Take the records underneath and set them down exactly.

▸ **Dataset items**:
= = = =
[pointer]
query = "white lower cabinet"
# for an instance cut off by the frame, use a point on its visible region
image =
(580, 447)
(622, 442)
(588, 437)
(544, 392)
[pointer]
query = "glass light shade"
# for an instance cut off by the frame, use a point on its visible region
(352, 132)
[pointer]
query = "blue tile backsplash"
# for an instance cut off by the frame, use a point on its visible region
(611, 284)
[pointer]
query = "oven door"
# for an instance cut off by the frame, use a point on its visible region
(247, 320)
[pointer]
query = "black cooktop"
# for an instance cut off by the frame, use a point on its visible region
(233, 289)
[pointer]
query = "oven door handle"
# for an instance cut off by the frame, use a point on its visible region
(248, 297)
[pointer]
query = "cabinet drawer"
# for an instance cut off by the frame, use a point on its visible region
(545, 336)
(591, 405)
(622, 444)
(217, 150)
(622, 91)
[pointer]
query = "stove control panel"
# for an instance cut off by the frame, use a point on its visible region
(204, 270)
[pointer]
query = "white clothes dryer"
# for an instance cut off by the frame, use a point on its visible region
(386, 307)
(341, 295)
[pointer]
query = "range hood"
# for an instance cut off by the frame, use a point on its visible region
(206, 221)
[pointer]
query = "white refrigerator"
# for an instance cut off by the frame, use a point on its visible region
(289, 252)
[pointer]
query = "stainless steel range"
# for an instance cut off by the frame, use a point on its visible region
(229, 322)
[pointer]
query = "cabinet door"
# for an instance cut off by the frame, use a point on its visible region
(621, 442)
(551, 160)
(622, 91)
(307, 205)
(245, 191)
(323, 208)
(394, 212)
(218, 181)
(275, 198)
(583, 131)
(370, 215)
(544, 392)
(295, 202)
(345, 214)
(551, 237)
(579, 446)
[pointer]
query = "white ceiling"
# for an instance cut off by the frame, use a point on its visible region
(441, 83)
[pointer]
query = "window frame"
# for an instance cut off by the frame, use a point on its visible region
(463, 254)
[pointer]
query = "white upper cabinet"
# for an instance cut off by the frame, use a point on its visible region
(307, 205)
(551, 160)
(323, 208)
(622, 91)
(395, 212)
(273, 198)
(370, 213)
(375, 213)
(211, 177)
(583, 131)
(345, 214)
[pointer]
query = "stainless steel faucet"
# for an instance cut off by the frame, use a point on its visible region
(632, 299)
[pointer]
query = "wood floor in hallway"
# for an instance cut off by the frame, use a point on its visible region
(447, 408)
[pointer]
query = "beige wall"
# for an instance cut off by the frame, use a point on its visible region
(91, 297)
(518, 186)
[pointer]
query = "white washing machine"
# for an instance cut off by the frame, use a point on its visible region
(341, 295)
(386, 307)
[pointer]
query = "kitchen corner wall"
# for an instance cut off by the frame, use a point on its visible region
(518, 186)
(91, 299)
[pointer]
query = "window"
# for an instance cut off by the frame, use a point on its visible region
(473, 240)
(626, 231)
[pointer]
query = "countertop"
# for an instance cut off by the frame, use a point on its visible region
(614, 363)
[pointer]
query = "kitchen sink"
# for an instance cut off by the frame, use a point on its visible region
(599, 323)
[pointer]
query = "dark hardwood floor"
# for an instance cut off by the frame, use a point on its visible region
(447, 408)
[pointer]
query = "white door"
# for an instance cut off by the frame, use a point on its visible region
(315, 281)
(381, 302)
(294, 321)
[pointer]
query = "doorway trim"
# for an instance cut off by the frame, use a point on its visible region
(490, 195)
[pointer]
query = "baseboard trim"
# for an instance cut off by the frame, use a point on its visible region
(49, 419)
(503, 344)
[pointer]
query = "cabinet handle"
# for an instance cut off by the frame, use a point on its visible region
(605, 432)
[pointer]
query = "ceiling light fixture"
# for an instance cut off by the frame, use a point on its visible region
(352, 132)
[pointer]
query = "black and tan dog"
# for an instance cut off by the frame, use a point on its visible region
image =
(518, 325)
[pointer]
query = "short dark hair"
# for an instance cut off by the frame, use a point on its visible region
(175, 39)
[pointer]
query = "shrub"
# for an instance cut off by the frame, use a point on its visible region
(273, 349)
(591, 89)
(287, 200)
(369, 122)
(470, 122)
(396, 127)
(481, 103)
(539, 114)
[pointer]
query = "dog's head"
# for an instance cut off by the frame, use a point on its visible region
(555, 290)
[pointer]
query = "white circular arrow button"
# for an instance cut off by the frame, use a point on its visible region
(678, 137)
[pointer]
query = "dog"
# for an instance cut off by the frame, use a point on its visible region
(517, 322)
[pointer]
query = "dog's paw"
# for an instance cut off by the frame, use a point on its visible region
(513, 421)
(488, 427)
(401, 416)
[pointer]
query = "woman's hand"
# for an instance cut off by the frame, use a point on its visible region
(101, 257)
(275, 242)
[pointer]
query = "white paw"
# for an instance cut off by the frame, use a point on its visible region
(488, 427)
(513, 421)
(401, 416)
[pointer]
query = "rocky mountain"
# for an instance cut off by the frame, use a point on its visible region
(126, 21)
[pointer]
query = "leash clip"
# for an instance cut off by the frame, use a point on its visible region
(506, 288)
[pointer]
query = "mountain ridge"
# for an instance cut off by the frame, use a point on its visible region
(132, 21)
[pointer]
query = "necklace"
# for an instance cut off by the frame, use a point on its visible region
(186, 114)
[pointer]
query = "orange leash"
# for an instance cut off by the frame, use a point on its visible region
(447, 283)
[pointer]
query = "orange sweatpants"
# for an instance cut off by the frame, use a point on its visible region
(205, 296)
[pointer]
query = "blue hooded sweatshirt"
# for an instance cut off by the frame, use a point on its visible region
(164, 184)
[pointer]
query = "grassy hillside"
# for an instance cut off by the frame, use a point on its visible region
= = = =
▸ **Expected answer**:
[pointer]
query = "white lower cabinet"
# for an instance cut off by the frame, use a point on its visible region
image =
(580, 447)
(622, 442)
(588, 437)
(544, 392)
[pointer]
query = "glass light shade"
# for an instance cut off by the frame, use a point on its visible region
(352, 132)
[pointer]
query = "blue tile backsplash"
# for an instance cut off by the frame, use a point on its visible region
(611, 284)
[pointer]
query = "oven door"
# for an instance cut off by the frame, use a point on its visible region
(247, 320)
[pointer]
query = "black cooktop"
# for an instance cut off by the frame, use a point on its visible region
(233, 289)
[pointer]
query = "oven door handle"
# for an instance cut off by the frame, use a point on its visible region
(248, 297)
[pointer]
query = "cabinet drawer"
# for an instance cut off by the frame, use a point on its visible region
(545, 336)
(591, 405)
(622, 444)
(217, 150)
(622, 91)
[pointer]
query = "stove control panel"
# for an instance cut off by the frame, use a point on its visible region
(204, 270)
[pointer]
query = "white clothes dryer"
# for an instance cut off by the frame, use a point on its visible region
(386, 307)
(341, 295)
[pointer]
query = "range hood"
# for an instance cut off by the frame, use a point on its visible region
(206, 221)
[pointer]
query = "white refrigerator"
# for an instance cut off by the frame, use a point on its visible region
(289, 252)
[pointer]
query = "stainless steel range"
# for an instance cut off by the frame, use a point on its visible region
(229, 322)
[pointer]
query = "cabinet door"
# for an instance cut off by the frame, use a point on its visible region
(621, 442)
(551, 160)
(622, 91)
(307, 205)
(245, 191)
(323, 208)
(394, 212)
(218, 181)
(275, 198)
(583, 131)
(370, 215)
(544, 392)
(295, 202)
(345, 214)
(551, 237)
(579, 446)
[pointer]
query = "white ceiling"
# for an instance cut off by the frame, use a point on its visible region
(441, 83)
[pointer]
query = "window frame"
# for an instance cut off by the frame, use a point on its visible region
(463, 254)
[pointer]
query = "white upper cabinet"
# for an instance cut off by the frame, use a point on its visible region
(307, 205)
(551, 160)
(323, 208)
(622, 91)
(395, 212)
(273, 198)
(370, 213)
(375, 213)
(211, 177)
(583, 131)
(345, 214)
[pointer]
query = "stainless steel faucet"
# for an instance cut off by the frame, use a point on its visible region
(632, 299)
[pointer]
query = "wood floor in hallway"
# for an instance cut off by the frame, use a point on its visible region
(447, 408)
[pointer]
query = "beige wall"
# for an instance cut off by the frame, use a point on its visible region
(91, 297)
(518, 186)
[pointer]
query = "white washing machine"
# for an instance cut off by the frame, use a point on its visible region
(341, 295)
(386, 307)
[pointer]
query = "kitchen corner wall"
# for an instance cut off by the frame, use a point on its visible region
(518, 186)
(91, 299)
[pointer]
query = "window"
# for an instance cut off by the frame, use a point on its visible region
(473, 240)
(626, 231)
[pointer]
query = "countertop"
# for an instance cut off by the frame, use a point on its visible region
(614, 363)
[pointer]
query = "kitchen sink"
# for an instance cut off by the frame, use a point on its visible region
(599, 323)
[pointer]
query = "dark hardwood floor"
# for an instance cut off by the frame, use a point on its visible region
(447, 408)
[pointer]
query = "white door"
# for an instance cut off by the frame, use a point on its visible region
(315, 281)
(381, 302)
(294, 321)
[pointer]
query = "doorway trim"
# for an instance cut off by the frame, use a point on its visible region
(490, 195)
[pointer]
query = "baseboard trim"
# for an instance cut off by the frame, use a point on its visible region
(49, 419)
(503, 344)
[pointer]
query = "cabinet handle"
# for an instance cut off by the frame, use a point on its visible region
(605, 432)
[pointer]
query = "ceiling light fixture"
# for an instance cut off by the frame, use a point on its visible region
(352, 132)
[pointer]
query = "black and tan dog"
# for an instance cut off by the frame, use a point on its visible region
image =
(518, 325)
[pointer]
query = "short dark hair"
# for an instance cut off by the frame, use a point on its visible region
(175, 39)
[pointer]
query = "shrub"
# for an instance cut off by the frame, use a point on its visible region
(273, 349)
(591, 89)
(287, 200)
(369, 122)
(470, 122)
(396, 127)
(481, 103)
(539, 114)
[pointer]
query = "dog's head"
# for an instance cut off by the frame, use a point on its visible region
(555, 290)
[pointer]
query = "white circular arrow button"
# for an instance cut off by the frame, use a point on its visible region
(678, 137)
[pointer]
query = "dog"
# for an instance cut off by the frame, use a point on its visible region
(517, 322)
[pointer]
query = "dog's paw"
# for an instance cut off by the frame, use a point on its visible region
(513, 421)
(488, 427)
(401, 416)
[pointer]
query = "woman's hand"
# for an instance cut off by the frame, use a point on its visible region
(101, 257)
(275, 242)
[pointer]
query = "white paw"
# for an instance cut off by the frame, use a point on its visible region
(488, 427)
(513, 421)
(401, 416)
[pointer]
query = "rocky mountain"
# for an instance cut off by the frame, use a point on its visible region
(126, 21)
[pointer]
query = "leash clip"
# for an instance cut off by the frame, use a point on its visible region
(506, 288)
[pointer]
query = "mountain ridge"
# for an instance cut off by the frame, use a point on its visible region
(132, 21)
[pointer]
query = "necklace"
# for an instance cut off by the frame, use a point on its visible region
(186, 114)
[pointer]
query = "orange leash"
# for an instance cut off by the frame, use a point on its visible region
(447, 283)
[pointer]
query = "orange sweatpants"
# for an instance cut off by the frame, use a point on its visible region
(205, 296)
[pointer]
query = "blue hooded sweatshirt"
# for an instance cut off by the frame, use a point on its visible region
(164, 184)
[pointer]
query = "grassy hillside"
# for an instance cut off by the frame, use a point on its visible region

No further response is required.